Job
Copy out the material below word for word, starting at the line that contains "In this exercise you will identify every instance of the man's" and ending with the last line of the material.

======== Provided material ========

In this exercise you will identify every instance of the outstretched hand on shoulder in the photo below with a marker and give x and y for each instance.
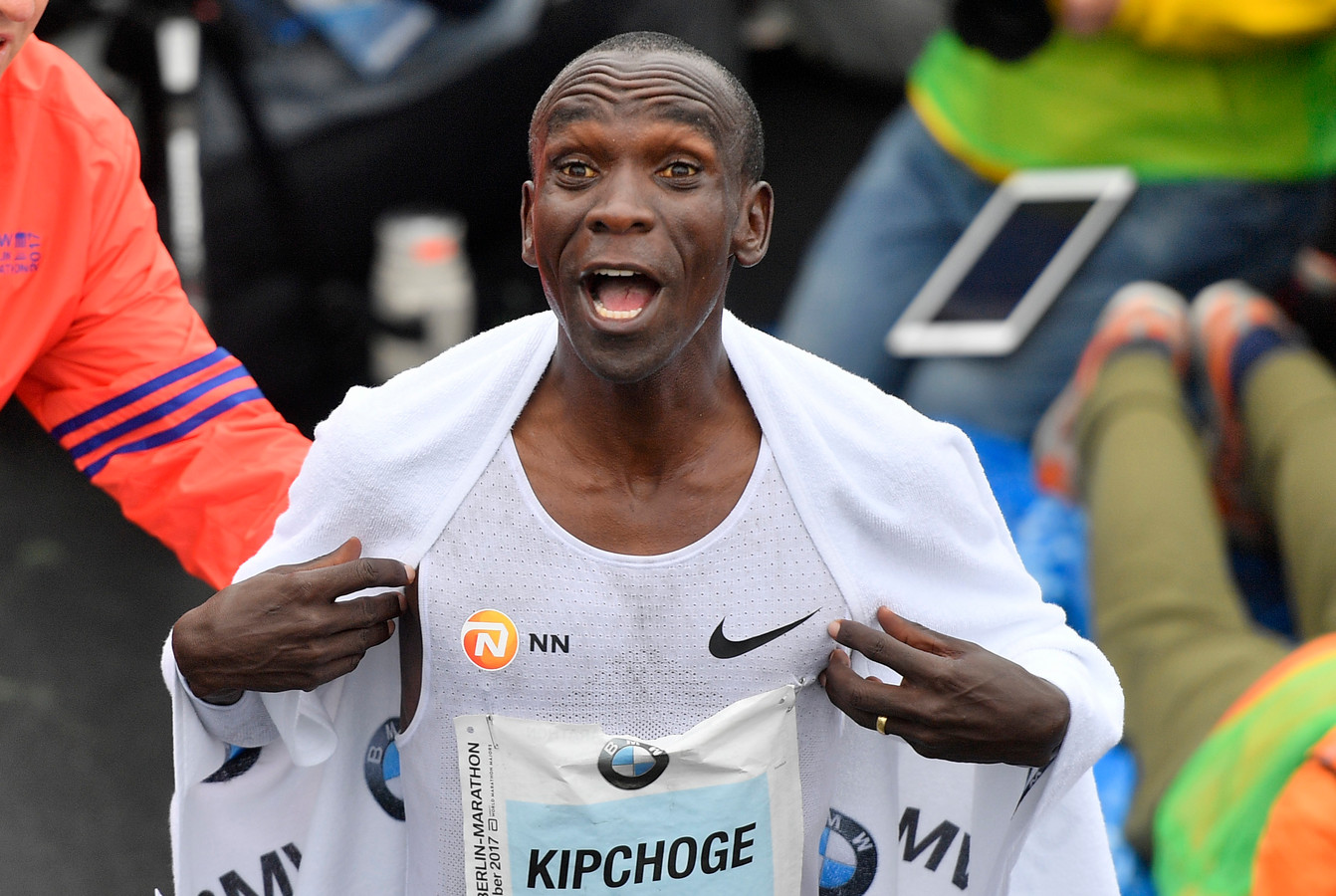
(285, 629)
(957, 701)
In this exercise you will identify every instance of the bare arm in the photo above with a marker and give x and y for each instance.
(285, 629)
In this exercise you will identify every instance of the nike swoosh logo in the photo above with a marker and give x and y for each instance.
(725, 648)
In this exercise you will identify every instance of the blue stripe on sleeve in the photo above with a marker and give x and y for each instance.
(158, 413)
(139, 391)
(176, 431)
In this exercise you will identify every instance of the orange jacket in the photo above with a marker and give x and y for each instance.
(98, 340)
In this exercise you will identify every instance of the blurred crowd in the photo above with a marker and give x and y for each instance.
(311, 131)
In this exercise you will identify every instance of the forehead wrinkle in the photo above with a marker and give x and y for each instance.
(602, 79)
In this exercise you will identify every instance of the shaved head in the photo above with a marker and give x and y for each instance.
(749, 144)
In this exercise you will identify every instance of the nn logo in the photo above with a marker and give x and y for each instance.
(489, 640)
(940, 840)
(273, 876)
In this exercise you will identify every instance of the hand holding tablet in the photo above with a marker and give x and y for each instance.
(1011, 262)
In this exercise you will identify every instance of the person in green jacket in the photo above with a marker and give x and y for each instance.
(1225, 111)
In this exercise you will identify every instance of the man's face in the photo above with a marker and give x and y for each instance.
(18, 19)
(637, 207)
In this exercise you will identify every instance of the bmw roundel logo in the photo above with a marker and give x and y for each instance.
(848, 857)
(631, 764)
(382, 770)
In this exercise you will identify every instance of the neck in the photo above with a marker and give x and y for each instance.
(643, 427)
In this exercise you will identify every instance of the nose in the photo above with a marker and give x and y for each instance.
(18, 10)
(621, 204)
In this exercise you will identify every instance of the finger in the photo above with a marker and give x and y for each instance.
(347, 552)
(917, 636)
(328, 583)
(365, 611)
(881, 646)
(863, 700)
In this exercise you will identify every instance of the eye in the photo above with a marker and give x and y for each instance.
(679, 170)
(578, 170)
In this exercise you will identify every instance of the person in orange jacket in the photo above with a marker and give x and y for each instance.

========

Exercise response
In this exercise you will identify every instance of the man's face in the photo above with a marker and give x and y for each instance.
(18, 19)
(637, 207)
In this exercise you will identify every instance of the bmw roundel logo in the photo above with a marker and give x and y for each instance.
(848, 857)
(631, 764)
(382, 770)
In this exercise you will identify every instance of the neck in the photo above with a marker and give x and y for each instance.
(643, 427)
In this exercise you will identify every instance of the nose in the photo above with a marker and give x and y for each instance.
(18, 10)
(621, 204)
In this exercise you will identify every instance of the finger in the photo above with a marker and give x and y for each instance.
(347, 552)
(917, 636)
(328, 583)
(365, 611)
(881, 646)
(863, 700)
In this exercise you will identify every instance of the eye in the photo above with a marker and give x and y for each instance.
(679, 170)
(578, 170)
In this exercise you will identify every instance of the person in orange jacket in the photo above with a marker and give x and y for each instance.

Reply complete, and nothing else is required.